* [The task]:
Gather every line of the text below that contains the word "dark", and copy each one. Case counts.

__________

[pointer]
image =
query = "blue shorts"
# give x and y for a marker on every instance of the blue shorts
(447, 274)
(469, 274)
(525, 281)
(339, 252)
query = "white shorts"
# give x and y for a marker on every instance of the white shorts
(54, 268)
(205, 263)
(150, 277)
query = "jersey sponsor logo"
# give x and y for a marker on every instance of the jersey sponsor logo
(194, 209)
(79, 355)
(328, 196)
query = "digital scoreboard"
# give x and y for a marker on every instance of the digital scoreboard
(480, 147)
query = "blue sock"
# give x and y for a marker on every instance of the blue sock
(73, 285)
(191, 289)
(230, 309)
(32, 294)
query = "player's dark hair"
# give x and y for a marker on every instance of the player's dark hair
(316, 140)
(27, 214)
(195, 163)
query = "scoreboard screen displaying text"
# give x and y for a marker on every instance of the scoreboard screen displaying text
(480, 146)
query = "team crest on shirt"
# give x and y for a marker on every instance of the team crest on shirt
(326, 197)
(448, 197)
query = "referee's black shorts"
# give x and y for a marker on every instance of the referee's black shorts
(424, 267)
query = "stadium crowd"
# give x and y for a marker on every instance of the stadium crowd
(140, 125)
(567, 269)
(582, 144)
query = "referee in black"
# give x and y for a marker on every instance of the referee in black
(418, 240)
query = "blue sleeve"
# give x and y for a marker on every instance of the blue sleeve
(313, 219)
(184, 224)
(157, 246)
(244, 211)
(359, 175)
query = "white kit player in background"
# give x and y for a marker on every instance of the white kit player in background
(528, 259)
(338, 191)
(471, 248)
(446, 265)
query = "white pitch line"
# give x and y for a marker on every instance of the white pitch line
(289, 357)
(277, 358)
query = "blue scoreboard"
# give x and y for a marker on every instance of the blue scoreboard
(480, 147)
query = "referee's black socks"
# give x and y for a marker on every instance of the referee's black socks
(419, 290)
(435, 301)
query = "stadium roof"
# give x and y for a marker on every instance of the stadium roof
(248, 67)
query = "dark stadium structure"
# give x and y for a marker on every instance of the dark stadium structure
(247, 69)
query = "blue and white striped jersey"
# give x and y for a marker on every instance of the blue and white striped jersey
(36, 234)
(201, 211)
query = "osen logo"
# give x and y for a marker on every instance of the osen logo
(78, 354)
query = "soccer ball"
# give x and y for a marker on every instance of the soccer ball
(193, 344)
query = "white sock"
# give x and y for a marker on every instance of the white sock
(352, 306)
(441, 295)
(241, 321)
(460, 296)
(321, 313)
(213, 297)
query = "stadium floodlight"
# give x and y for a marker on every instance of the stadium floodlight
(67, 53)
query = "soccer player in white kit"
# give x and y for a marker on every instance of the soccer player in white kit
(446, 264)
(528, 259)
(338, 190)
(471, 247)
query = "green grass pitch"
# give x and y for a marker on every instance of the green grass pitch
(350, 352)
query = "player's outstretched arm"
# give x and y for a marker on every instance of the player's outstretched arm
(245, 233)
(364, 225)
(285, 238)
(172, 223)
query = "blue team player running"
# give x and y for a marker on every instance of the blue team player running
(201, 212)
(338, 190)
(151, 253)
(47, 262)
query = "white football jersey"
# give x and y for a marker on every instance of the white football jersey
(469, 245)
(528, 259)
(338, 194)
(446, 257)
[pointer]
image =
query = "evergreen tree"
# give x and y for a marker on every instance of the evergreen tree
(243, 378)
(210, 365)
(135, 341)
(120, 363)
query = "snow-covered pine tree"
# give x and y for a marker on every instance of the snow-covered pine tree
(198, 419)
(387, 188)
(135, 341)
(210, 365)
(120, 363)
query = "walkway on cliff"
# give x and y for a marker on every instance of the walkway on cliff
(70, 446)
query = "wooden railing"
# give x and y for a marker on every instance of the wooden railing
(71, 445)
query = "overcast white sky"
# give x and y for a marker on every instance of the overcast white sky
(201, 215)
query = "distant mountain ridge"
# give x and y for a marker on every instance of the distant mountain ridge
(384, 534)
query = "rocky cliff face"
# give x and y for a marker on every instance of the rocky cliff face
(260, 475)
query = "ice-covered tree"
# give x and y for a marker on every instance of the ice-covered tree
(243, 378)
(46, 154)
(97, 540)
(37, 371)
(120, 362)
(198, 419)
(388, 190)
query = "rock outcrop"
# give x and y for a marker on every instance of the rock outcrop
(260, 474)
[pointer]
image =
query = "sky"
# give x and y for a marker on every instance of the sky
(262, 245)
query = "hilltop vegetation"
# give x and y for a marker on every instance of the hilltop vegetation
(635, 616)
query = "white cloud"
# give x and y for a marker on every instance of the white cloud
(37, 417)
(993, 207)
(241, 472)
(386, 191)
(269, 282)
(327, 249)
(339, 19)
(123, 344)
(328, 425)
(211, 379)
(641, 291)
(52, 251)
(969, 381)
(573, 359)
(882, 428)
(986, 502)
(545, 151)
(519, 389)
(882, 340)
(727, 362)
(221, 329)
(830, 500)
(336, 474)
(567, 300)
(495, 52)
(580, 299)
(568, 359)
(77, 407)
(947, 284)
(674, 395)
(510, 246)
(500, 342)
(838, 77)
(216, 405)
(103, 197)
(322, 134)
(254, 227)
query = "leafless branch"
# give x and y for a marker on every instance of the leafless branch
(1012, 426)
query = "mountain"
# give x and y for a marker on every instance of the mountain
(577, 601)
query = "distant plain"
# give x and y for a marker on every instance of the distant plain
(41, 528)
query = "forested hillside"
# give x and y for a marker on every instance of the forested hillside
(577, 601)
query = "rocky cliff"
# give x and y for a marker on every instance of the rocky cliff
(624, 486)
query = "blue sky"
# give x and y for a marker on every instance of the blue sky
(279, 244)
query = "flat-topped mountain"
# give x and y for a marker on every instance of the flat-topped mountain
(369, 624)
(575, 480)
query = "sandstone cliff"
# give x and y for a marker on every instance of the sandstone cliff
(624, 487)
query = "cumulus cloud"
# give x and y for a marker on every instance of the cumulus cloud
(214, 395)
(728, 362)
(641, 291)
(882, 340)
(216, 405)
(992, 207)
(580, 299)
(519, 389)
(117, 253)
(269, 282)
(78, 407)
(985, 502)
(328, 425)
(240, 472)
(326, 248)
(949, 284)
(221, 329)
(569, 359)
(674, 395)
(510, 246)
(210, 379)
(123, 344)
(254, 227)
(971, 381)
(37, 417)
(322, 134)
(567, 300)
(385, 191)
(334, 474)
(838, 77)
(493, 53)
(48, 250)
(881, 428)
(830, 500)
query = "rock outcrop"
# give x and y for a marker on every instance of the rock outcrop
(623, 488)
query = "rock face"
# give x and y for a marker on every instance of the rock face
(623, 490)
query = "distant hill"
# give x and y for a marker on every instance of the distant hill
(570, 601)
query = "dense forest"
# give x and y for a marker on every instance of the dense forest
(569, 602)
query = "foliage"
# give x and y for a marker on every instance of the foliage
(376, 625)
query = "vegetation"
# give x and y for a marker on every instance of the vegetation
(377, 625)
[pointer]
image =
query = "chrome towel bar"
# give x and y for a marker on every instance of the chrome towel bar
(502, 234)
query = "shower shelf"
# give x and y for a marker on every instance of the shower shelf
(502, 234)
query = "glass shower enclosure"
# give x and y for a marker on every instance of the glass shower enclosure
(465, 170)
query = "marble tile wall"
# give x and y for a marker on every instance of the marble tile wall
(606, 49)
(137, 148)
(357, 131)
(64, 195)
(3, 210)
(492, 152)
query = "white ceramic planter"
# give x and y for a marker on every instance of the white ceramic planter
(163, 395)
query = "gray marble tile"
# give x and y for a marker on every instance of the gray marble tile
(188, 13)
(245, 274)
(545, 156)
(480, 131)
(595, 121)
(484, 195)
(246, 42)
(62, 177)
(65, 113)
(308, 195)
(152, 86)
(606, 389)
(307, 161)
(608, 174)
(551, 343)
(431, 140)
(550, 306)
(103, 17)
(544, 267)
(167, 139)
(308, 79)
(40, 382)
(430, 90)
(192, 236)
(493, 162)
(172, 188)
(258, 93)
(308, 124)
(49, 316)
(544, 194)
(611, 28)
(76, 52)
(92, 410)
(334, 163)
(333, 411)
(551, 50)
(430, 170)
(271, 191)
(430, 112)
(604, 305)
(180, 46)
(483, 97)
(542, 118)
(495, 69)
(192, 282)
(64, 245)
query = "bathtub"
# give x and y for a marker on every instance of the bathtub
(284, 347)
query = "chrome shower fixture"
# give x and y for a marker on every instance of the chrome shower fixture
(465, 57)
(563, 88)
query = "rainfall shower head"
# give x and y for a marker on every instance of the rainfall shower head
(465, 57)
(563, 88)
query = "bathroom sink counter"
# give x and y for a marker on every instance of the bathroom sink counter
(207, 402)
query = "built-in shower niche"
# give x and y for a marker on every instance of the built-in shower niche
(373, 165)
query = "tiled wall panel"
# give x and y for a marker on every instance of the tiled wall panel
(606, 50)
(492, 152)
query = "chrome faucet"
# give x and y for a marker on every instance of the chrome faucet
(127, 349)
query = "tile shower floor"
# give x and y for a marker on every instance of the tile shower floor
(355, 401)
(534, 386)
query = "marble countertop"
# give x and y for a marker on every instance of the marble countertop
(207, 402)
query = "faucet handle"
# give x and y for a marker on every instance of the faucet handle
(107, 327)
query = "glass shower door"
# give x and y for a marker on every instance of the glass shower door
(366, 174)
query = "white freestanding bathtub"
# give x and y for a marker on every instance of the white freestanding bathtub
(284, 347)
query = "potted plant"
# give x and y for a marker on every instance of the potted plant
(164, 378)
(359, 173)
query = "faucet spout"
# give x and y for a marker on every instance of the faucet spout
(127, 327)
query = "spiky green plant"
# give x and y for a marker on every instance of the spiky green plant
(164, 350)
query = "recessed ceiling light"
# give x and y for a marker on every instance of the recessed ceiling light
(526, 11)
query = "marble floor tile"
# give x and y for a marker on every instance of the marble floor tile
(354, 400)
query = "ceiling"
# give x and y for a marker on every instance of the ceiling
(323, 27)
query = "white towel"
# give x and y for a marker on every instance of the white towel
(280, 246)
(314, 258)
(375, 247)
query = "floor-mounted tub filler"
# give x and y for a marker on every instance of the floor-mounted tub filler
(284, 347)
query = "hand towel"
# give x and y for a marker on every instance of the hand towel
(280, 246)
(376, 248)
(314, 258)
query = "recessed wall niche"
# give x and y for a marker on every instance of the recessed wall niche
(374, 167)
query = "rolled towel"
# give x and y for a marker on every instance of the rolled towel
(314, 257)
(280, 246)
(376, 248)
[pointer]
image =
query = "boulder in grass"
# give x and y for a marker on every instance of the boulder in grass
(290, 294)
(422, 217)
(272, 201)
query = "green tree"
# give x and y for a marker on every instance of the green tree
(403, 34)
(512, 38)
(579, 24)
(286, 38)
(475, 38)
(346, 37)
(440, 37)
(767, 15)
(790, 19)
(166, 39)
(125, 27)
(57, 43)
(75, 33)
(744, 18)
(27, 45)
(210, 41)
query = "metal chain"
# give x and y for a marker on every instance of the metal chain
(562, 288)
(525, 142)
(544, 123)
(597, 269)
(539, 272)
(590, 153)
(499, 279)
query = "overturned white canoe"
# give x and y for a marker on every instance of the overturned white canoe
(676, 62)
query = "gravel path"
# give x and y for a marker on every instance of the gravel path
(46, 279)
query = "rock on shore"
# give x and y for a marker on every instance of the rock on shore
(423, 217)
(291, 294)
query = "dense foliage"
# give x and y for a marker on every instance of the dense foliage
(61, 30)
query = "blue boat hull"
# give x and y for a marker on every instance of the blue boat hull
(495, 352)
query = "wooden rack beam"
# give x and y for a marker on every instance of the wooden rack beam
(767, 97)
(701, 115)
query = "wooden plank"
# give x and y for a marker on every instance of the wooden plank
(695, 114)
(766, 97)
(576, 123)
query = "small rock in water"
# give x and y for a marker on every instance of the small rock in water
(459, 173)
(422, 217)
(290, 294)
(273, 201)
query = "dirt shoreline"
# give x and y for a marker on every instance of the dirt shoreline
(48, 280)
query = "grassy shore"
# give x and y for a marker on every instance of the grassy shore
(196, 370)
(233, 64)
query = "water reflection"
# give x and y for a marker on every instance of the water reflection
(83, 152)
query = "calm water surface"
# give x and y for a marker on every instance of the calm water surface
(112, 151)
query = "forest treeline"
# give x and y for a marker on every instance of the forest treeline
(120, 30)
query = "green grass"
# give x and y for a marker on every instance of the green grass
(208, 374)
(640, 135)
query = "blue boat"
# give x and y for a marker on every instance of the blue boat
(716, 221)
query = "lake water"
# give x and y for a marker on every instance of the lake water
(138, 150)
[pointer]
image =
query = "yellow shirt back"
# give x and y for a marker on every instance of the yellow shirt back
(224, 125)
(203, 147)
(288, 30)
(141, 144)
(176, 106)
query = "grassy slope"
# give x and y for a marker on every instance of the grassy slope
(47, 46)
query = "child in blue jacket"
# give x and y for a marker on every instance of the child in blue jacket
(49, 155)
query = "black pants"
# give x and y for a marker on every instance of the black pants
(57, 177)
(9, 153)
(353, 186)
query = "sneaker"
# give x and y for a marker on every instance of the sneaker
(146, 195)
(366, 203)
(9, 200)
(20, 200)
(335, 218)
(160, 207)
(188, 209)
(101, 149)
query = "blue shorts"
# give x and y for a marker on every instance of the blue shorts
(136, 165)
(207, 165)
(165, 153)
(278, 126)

__________

* [Result of the exercise]:
query = "player's dark hair"
# give x and y for a marker on every instance of the player's dark hair
query = "dark stadium structure"
# give x and y for a marker on every instance of the dark stadium structure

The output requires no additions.